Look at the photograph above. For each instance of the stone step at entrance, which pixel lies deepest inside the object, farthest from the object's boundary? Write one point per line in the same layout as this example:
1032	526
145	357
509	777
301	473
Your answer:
◆ ◆ ◆
The records above are to be copied in full, exactly as written.

Look at the photograph above. For each instance of the stone step at entrance, which pixel lies deepest inside the object, farthest from the object's boundary? Write one point per line in the same layout as this example:
1032	526
145	357
509	777
301	473
Your answer:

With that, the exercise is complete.